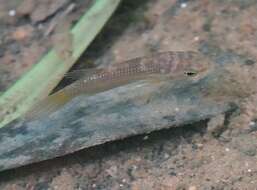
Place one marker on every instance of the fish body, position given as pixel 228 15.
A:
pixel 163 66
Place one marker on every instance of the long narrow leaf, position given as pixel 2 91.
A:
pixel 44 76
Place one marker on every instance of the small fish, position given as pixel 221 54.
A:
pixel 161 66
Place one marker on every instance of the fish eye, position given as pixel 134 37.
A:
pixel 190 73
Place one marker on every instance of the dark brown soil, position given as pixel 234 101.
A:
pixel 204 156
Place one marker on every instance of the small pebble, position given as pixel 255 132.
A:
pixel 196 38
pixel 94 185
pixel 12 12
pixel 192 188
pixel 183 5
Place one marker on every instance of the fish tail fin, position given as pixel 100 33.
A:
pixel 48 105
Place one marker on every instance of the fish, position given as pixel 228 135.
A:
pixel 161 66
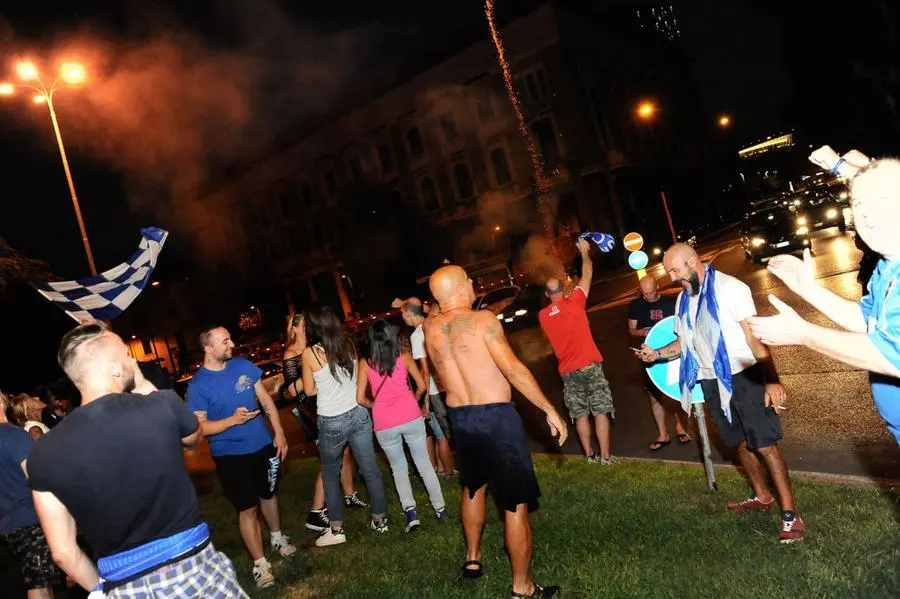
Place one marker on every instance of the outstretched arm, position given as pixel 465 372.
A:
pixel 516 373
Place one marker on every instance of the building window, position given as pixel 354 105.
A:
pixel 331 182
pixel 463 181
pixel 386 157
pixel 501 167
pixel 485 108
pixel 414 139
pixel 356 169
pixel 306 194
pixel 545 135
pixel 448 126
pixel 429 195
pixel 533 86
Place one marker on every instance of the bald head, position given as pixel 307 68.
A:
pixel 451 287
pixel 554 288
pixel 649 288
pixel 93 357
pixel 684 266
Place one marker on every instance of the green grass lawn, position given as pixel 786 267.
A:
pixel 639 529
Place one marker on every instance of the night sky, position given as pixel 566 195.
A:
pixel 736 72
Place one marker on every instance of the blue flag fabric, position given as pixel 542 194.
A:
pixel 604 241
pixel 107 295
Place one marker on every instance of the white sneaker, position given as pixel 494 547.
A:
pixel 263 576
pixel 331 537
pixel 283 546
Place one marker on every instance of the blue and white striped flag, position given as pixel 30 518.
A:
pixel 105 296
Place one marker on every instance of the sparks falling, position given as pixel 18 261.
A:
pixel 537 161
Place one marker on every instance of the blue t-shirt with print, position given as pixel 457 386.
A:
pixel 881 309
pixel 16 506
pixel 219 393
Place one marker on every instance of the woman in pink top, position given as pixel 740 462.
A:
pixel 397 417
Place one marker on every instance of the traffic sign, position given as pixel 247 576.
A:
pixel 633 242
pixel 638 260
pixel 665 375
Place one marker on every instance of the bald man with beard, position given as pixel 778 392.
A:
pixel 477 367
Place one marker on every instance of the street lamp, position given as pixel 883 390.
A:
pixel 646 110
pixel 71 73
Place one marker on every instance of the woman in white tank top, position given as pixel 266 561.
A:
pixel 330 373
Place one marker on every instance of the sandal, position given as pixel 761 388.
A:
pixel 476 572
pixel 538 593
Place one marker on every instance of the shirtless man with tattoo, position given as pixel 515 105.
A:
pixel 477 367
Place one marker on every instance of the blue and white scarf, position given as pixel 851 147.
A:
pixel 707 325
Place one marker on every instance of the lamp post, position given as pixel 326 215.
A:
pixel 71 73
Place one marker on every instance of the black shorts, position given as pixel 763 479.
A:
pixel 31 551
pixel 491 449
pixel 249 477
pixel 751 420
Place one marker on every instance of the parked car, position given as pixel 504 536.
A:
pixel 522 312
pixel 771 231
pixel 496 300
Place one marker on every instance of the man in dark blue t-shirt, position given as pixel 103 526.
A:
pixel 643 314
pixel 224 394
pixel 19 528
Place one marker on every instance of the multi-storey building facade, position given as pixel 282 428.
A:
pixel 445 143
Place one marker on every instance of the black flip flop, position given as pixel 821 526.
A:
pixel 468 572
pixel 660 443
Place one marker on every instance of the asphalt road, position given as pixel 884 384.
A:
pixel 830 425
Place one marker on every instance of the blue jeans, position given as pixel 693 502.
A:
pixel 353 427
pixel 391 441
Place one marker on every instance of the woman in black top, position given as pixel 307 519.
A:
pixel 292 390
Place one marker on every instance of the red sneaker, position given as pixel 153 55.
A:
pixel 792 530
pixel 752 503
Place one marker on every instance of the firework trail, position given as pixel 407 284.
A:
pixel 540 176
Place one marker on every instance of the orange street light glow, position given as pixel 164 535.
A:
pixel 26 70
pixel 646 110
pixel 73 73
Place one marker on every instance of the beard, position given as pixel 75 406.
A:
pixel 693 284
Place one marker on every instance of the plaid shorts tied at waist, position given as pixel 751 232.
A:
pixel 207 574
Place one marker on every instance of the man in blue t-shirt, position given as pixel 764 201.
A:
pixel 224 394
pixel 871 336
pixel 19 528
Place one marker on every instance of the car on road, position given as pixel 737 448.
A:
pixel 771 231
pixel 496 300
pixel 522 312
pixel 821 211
+ + + + + + +
# Exercise:
No picture belongs in the answer; the rest of the records must be repeated exactly.

# Solution:
Place one marker on every instance of the fish body, position given as pixel 228 15.
A:
pixel 163 66
Place one marker on every instance of the long narrow leaf, position given as pixel 2 91.
A:
pixel 44 76
Place one marker on every instance of the small fish, position given as pixel 221 54.
A:
pixel 161 66
Place one marker on every instance of the fish eye, position given as pixel 134 37.
A:
pixel 190 73
Place one marker on every instance of the dark brown soil, position given as pixel 234 101.
A:
pixel 204 156
Place one marker on every instance of the small pebble, position given as pixel 255 132.
A:
pixel 196 38
pixel 94 185
pixel 12 12
pixel 192 188
pixel 183 5
Place one marker on every instance of the fish tail fin, position given as pixel 100 33.
A:
pixel 48 105
Place one marker on every instance of the fish, position given as pixel 228 135.
A:
pixel 161 66
Place one marker on every instance of the outstretched arm, position given as pixel 465 372.
A:
pixel 516 373
Place one marker on every instance of the building window, position given as pixel 354 105.
A:
pixel 331 182
pixel 463 181
pixel 386 157
pixel 501 167
pixel 485 108
pixel 414 139
pixel 356 169
pixel 306 194
pixel 545 135
pixel 448 126
pixel 429 195
pixel 533 86
Place one marker on every instance of the bald head, position given as pixel 307 68.
A:
pixel 451 287
pixel 554 288
pixel 649 288
pixel 93 357
pixel 684 266
Place one marker on every instance of the green grass lawn, position given as pixel 786 267.
A:
pixel 639 529
Place one marker on every instance of the night sky, position given as pixel 566 195.
A:
pixel 736 72
Place one marker on every instance of the blue flag fabric, position given as pixel 542 194.
A:
pixel 604 241
pixel 107 295
Place one marker on every instance of the white sneaker, position given as pixel 494 547.
A:
pixel 263 576
pixel 331 537
pixel 283 546
Place one marker on every instance of the blue and white striped flag, position given as pixel 30 518.
A:
pixel 105 296
Place one marker on every instance of the sparks falling, position given as pixel 18 261.
A:
pixel 537 161
Place one marker on every instance of the blue t-shirt with print, position given as pixel 457 386.
A:
pixel 881 309
pixel 16 506
pixel 219 393
Place one marker on every instance of the woman in pink top, position given as pixel 740 462.
A:
pixel 397 417
Place one marker on every instance of the traffic sign, position given as pixel 247 576.
A:
pixel 633 242
pixel 638 260
pixel 665 375
Place one marker on every instance of the bald man with beard, position given as pixel 778 392.
A:
pixel 477 367
Place one marker on every instance of the street lamp, position given as pixel 883 390.
A:
pixel 646 110
pixel 71 73
Place one marker on every instance of the woman in white tank top, position given as pixel 266 561.
A:
pixel 330 373
Place one marker on every instance of the sandal, position given as pixel 761 388.
A:
pixel 476 572
pixel 538 593
Place one marker on every instance of the shirtless man with tattoo, position given as pixel 515 105.
A:
pixel 477 367
Place one marker on every instance of the blue and white scarf, position given as pixel 851 147.
A:
pixel 707 325
Place one marker on every instance of the lamp post, position given as pixel 326 215.
A:
pixel 71 73
Place one marker on every instance of the black shorts, position given as pixel 763 479.
A:
pixel 31 551
pixel 491 449
pixel 249 477
pixel 751 420
Place one marker on every instance of the parked car, position given as pixel 504 536.
A:
pixel 522 312
pixel 771 231
pixel 496 300
Place one marker on every instance of the man in dark blue t-shirt, position given as pixel 103 526.
A:
pixel 643 314
pixel 224 394
pixel 19 528
Place one marker on every instance of the multi-storey building facade, position given as pixel 282 428.
A:
pixel 445 143
Place one marker on every instance of the black flip flop, position given as pixel 821 526.
A:
pixel 468 572
pixel 660 443
Place one marker on every instance of the asphalt road, position given as pixel 884 384.
A:
pixel 830 425
Place one marker on every instance of the blue jeans, position given as pixel 693 502.
A:
pixel 353 427
pixel 391 441
Place one marker on every instance of the woman in black top, position given as pixel 307 519.
A:
pixel 292 390
Place one marker on every instance of the red sneaker, position given as pixel 153 55.
A:
pixel 792 530
pixel 752 503
Place one marker on every instance of the firework trail, position given as pixel 407 284.
A:
pixel 540 176
Place one marker on every instance of the orange street light glow, position given as pixel 164 535.
A:
pixel 26 70
pixel 646 110
pixel 73 73
Place one marker on every instance of the beard, position given as pixel 75 406.
A:
pixel 693 284
Place one marker on every instance of the plaid shorts tied at waist, position given as pixel 751 232.
A:
pixel 207 574
Place one marker on every instance of the man in blue t-shirt, position given as pixel 764 201.
A:
pixel 224 394
pixel 871 336
pixel 19 528
Place one marker on every instance of the car on road, position given as pixel 737 448.
A:
pixel 771 231
pixel 496 300
pixel 522 312
pixel 821 211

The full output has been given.